--- Texto ---
'''

29 de setembro de 2013

Saeta Cósmica


De Espanha nem bom vento nem bom casamento, aprendemos a ouvir desde tenra idade. Este, tal como tantos outros aforismos, é vazio de fundamento. Não que uma invasão tentada e outra consumada nos devesse poupar a uma latente desconfiança de  nuestros hermanos, mas sim por via desse elemento agregador e apaziguador que é a música. Se a Espanha tem muito a responder pela dúbia qualidade artística de muita invasão musical a este território, outros há que raramente são divulgados e mereciam toda a nossa hospitalidade.

'''

--- Dados fornecidos ---
'''

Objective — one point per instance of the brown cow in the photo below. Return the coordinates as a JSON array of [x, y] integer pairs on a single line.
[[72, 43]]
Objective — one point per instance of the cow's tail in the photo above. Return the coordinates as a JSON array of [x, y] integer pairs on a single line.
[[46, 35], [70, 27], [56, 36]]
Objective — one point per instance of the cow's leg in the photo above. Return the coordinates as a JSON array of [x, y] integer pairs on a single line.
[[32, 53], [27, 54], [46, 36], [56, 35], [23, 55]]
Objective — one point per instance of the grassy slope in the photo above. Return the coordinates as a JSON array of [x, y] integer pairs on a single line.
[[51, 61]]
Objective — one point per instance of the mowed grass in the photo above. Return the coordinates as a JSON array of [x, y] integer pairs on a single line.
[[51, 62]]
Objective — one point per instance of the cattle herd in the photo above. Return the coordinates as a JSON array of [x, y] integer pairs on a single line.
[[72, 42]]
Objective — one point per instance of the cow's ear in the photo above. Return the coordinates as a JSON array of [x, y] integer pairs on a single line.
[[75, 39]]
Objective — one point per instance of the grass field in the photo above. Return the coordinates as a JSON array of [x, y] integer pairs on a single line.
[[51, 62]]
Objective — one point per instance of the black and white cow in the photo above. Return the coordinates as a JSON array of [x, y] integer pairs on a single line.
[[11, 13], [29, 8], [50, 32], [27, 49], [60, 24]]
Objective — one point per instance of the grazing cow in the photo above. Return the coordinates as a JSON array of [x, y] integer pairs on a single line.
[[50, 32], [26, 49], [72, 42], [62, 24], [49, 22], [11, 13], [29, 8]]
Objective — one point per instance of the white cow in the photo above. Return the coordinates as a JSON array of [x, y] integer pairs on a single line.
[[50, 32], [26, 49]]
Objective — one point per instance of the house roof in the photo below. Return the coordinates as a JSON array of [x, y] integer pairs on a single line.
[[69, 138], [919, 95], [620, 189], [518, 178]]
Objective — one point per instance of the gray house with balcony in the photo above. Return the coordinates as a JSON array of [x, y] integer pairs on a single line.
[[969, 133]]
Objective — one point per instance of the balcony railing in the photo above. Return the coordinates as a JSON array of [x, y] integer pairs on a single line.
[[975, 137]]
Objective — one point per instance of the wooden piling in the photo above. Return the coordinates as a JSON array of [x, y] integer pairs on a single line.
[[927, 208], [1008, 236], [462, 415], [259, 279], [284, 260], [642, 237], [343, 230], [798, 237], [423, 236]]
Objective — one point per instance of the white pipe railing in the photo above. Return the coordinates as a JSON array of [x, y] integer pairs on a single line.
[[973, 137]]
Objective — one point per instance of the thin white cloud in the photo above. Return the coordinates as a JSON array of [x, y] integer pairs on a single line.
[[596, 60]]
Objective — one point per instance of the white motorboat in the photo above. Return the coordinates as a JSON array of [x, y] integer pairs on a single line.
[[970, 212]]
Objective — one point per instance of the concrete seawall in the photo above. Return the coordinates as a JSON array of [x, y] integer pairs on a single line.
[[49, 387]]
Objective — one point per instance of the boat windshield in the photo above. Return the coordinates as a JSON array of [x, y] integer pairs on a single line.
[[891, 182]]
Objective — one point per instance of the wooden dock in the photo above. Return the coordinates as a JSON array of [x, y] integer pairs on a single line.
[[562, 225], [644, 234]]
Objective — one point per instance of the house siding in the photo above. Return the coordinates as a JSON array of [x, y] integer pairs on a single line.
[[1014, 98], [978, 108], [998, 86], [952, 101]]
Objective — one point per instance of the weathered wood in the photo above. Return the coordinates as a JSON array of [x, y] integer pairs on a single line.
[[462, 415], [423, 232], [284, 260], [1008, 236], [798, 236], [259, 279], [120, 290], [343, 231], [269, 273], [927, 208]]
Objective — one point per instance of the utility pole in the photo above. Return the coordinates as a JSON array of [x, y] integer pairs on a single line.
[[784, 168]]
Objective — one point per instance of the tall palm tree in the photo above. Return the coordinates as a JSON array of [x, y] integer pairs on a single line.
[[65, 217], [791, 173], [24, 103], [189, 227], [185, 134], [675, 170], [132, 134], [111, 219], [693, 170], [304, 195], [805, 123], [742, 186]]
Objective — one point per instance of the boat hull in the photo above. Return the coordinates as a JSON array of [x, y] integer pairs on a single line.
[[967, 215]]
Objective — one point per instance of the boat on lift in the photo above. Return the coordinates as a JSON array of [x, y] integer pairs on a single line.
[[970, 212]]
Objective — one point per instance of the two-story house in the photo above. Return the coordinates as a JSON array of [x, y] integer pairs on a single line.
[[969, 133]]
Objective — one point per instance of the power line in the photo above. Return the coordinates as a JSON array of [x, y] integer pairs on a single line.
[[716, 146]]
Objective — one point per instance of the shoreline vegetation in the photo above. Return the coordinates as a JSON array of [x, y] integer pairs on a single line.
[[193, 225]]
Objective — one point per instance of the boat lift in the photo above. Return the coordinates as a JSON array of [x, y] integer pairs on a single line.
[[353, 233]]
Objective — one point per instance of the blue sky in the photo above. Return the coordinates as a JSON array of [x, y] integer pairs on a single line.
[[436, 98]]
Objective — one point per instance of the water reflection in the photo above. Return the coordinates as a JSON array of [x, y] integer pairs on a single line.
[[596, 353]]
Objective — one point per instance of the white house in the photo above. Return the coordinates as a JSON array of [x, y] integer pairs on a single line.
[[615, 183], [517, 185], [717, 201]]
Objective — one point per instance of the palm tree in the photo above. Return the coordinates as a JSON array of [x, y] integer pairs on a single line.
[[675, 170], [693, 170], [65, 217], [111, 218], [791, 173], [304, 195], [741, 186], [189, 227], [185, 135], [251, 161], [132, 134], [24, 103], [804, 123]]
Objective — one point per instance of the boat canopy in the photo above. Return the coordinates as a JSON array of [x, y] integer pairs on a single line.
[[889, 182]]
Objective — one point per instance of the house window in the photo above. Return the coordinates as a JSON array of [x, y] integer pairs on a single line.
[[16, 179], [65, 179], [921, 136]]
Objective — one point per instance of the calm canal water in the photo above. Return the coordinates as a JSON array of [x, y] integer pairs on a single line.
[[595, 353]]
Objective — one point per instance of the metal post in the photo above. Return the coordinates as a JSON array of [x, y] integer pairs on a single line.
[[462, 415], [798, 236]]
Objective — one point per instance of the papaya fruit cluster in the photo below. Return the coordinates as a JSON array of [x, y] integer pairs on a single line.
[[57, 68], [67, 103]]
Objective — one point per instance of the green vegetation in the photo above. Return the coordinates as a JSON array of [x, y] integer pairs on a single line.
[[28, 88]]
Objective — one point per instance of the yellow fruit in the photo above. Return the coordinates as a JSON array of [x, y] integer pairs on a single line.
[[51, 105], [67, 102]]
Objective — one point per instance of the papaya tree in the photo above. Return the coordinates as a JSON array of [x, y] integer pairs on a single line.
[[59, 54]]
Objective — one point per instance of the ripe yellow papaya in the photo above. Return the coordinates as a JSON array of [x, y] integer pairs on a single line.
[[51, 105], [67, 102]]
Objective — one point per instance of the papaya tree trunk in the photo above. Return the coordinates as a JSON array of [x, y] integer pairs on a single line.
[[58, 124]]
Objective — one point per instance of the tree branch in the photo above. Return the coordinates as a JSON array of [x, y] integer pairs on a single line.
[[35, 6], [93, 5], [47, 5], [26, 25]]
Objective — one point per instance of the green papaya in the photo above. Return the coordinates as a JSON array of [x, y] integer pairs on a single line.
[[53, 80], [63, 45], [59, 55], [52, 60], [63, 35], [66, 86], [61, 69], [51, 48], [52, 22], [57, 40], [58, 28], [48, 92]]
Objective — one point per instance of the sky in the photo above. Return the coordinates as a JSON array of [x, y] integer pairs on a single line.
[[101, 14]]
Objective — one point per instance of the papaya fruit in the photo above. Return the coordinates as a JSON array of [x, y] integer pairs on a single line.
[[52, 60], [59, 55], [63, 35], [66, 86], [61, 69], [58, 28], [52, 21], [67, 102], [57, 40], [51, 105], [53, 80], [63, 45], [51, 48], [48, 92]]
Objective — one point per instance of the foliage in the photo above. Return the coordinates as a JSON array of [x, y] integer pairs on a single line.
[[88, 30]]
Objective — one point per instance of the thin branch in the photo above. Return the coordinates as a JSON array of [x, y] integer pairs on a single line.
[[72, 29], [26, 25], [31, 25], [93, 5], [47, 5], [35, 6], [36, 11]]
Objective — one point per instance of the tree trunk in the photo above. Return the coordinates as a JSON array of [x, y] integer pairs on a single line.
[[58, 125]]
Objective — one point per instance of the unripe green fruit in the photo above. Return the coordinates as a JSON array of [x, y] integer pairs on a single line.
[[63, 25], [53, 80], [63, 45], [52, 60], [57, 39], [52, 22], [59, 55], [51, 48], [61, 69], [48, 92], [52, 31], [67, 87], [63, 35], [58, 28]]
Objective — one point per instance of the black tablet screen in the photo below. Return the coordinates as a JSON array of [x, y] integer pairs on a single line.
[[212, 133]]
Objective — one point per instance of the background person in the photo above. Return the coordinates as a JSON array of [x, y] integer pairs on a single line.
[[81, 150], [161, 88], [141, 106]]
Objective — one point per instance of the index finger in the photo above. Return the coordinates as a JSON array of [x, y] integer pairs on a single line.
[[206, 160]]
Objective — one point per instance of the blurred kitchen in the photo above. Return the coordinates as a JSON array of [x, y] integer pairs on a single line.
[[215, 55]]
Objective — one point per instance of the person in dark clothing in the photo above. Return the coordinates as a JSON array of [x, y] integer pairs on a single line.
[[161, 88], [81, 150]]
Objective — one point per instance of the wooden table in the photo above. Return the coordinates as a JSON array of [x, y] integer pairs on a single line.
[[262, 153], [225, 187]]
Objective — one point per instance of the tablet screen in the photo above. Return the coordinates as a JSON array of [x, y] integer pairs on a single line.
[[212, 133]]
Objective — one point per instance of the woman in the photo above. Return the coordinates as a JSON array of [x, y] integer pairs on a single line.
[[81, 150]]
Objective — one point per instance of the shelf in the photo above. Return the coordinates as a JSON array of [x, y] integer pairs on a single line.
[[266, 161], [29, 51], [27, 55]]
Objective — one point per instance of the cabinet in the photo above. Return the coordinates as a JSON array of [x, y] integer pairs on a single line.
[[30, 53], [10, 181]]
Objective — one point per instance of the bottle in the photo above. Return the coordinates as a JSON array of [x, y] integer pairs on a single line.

'''

--- Enunciado do problema ---
Transcreva fielmente o trecho do texto que começa em "De Espanha nem" e termina em "a nossa hospitalidade.". Para responder, recorra exclusivamente ao texto.

--- Exercício resolvido ---
De Espanha nem bom vento nem bom casamento, aprendemos a ouvir desde tenra idade. Este, tal como tantos outros aforismos, é vazio de fundamento. Não que uma invasão tentada e outra consumada nos devesse poupar a uma latente desconfiança de  nuestros hermanos, mas sim por via desse elemento agregador e apaziguador que é a música. Se a Espanha tem muito a responder pela dúbia qualidade artística de muita invasão musical a este território, outros há que raramente são divulgados e mereciam toda a nossa hospitalidade.